By Chris Curtis
In the theatre of Nigerian politics, the tragedy is not only that greedy and lackluster leaders emerge, but that they endure. They thrive not because they are brilliant, but because the people they oppress remain complicit—sometimes by silence, sometimes by submission, and sometimes by the dangerous comfort of crumbs.
A greedy leader in Nigeria is not ashamed of his flaws. He is comfortable in corruption, convinced by his own lies even when every indicator points otherwise. His arrogance projects so loudly that truth itself appears as an enemy. He is a parasite—feeding on the host without remorse, draining the very people he swore to protect. Like all parasites in biology, his survival depends on the continued weakness of his host.
Such a leader speaks of transparency with one side of his mouth, yet practices secrecy with the other. His speeches sound philosophical, even convincing, but his conduct betrays him. He lacks the self-discipline to do what is right because his will is enslaved to greed. His philosophy is simple: keep the people desperate, dish out crumbs, and they will keep coming back like chickens to feed.
The people, meanwhile, become accomplices in their own undoing. Many celebrate thieves because they share their tribal name. Others defend incompetence because it comes wrapped in religious colors. Some are content with meager handouts, blind to the fact that poverty has been weaponized against them. In doing so, the masses allow leaders to ride on their backs like kings—kings without crowns but with subjects too weary, too divided, or too afraid to resist.
But there is a scientific truth here: systems endure only as long as feedback loops remain unbroken. In Nigeria, the loop between oppression and complacency keeps reproducing failure. Leaders manipulate the social fabric—patronage networks, tribal affiliations, religious sentiments—and the people, in turn, normalize what should be unacceptable. It is not just leadership that is hollow; it is followership that is uncritical.
And yet, there is a way out. It does not lie in violence or anarchy. It lies in collective legal action. The constitution, for all its flaws, remains a binding instrument that even the most corrupt judiciary cannot completely erase if the masses stand united. Strategic class actions, people-driven referendums, mass litigations, and constitutional test cases are legal tools that bypass manipulation when backed by numbers. No judge can jail a million people filing petitions. No political cabal can ignore the sheer weight of a collective, lawful demand.
History teaches us that oppression only lasts as long as people tolerate it. The civil rights movement in America, the anti-apartheid struggle in South Africa, the Arab Spring uprisings—each was fueled not by crumbs, but by collective refusal. Nigeria’s change will not come from messiahs; it will come when the people reject crumbs, reject manipulation, and reject silence.
The moral question remains: how long will Nigerians keep enabling the very leaders who plunder them? Until the people take responsibility, the greedy will keep feeding, and the hollow crown will keep resting on hollow heads.
Nigeria’s rebirth is possible—but only if the masses understand this one truth: the future will not be given; it must be taken, lawfully, collectively, and courageously.
*****
● **Apply what you read**
(a) Decide whether each statement agrees with the essay on Nigerian leadership, answering yes or no and quoting the words of the essay that decide it: (i) The essay names collective legal action, not violence, as the way out. (ii) The essay says Nigeria's change will come from messiahs. (iii) The essay says such leaders thrive because they are brilliant.
(b) Reproduce the passage of the essay on Nigerian leadership from "A greedy leader" to "chickens to feed.".

● **Supplied information**
*****
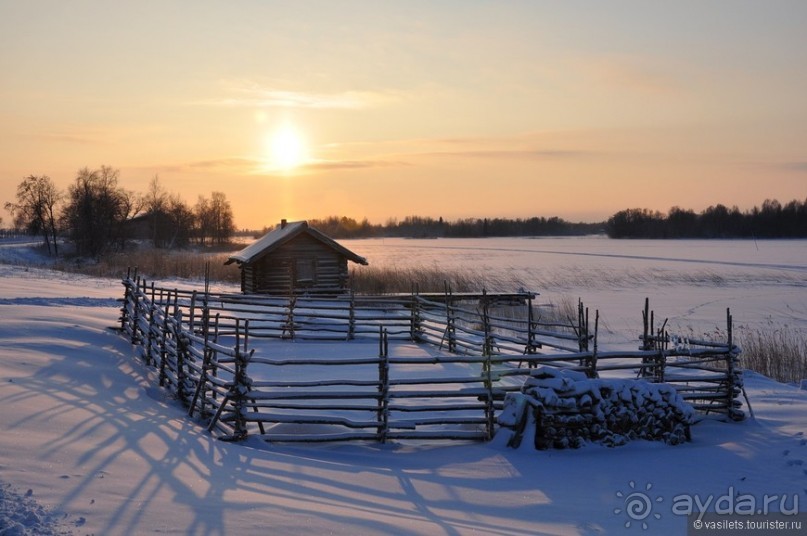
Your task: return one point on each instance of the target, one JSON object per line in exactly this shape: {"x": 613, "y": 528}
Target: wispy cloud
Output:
*****
● **Solutions to the tasks**
(a)
(i) Yes: "It does not lie in violence or anarchy. It lies in collective legal action."
(ii) No: "Nigeria’s change will not come from messiahs"
(iii) No: "They thrive not because they are brilliant, but because the people they oppress remain complicit"

(b)
A greedy leader in Nigeria is not ashamed of his flaws. He is comfortable in corruption, convinced by his own lies even when every indicator points otherwise. His arrogance projects so loudly that truth itself appears as an enemy. He is a parasite—feeding on the host without remorse, draining the very people he swore to protect. Like all parasites in biology, his survival depends on the continued weakness of his host.
Such a leader speaks of transparency with one side of his mouth, yet practices secrecy with the other. His speeches sound philosophical, even convincing, but his conduct betrays him. He lacks the self-discipline to do what is right because his will is enslaved to greed. His philosophy is simple: keep the people desperate, dish out crumbs, and they will keep coming back like chickens to feed.